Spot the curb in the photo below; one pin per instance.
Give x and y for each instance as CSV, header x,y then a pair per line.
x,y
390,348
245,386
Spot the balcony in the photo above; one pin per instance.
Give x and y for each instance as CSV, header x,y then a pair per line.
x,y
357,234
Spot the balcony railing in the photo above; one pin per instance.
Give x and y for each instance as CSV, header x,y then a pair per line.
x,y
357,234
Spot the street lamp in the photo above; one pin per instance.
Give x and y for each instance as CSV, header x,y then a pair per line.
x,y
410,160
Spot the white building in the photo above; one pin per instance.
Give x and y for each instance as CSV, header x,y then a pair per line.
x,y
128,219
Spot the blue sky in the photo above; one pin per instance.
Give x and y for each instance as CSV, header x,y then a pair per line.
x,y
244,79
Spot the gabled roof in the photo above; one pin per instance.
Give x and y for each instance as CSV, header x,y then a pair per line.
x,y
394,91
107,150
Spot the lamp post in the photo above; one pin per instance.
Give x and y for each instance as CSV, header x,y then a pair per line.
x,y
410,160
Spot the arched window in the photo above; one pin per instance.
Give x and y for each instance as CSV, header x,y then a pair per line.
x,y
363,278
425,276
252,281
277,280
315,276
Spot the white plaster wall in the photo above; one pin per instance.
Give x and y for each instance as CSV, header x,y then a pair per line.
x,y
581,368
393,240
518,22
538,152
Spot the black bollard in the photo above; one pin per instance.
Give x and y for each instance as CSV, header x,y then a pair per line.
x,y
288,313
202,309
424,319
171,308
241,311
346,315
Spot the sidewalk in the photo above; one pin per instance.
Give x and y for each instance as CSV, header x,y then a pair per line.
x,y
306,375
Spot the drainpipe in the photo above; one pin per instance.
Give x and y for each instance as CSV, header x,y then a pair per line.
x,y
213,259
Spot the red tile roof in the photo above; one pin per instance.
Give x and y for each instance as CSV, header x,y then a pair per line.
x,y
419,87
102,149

◇ ◇ ◇ ◇ ◇ ◇ ◇

## What is asked
Lay out all the data above as a two-column CSV with the headers input and output. Put each text and its answer on one row, with each value in a single quoted field and line breaks replaced by spaces.

## Reply to the exercise
input,output
"Spot the curb in the photo below; one pin per instance. Give x and y for each instance as CSV, header x,y then a pair per line.","x,y 390,348 245,386"
"Spot the balcony in the photo above; one pin per instance. Give x and y for each instance as CSV, header x,y then a pair per line.","x,y 357,234"
"Spot the balcony railing in the photo above; one pin per instance. Give x and y for each instance as CSV, header x,y then a pair per line.","x,y 357,234"
"Spot the street lamp in the photo above; one pin per instance. Give x and y for each instance as CSV, header x,y then a pair per line.","x,y 410,160"
"Spot the white building in the photo above; one pin per instance. Give x and y for each instance as CSV, header x,y then a pair per line.","x,y 128,219"
"Spot the blue sky in the photo above; one pin per instance. Give x and y for each instance as CSV, header x,y then a pair per line.","x,y 244,79"
"Spot the gabled roof in the photo above; one pin per instance. Give x and y for each instance as CSV, header x,y then a pair per line.","x,y 394,91 107,150"
"Spot the lamp post in the photo above; one pin per instance. Give x and y for each instance as CSV, header x,y then a pair per line.","x,y 410,160"
"Spot the arched window in the photo above; one pin per instance. Give x and y for each instance as CSV, header x,y then a pair per line.","x,y 363,278 425,276 252,281 277,280 315,276"
"Spot the white plaster wall in the photo above; one pin per instance. Give x and y for each instance as CSV, header x,y then a pair per line.","x,y 581,368 393,240 518,22 538,152"
"Spot the black bollard in the photo above; one pin per instance. Give x and y for each instance as CSV, header x,y then a pair per line.","x,y 288,313 202,309 424,319 171,308 241,311 346,315"
"Spot the sidewalk in the photo above; one pin per instance. Give x and y for each instance as CSV, header x,y then a pair per line.","x,y 306,375"
"Spot the drainpipe in the photo above; one pin per instance. Give x and y for each instance as CSV, header x,y then a pair per line.","x,y 213,259"
"Spot the red tile roof in the photo above; one pin per instance. Give x and y for each instance as CSV, header x,y then a pair per line.","x,y 419,87 102,149"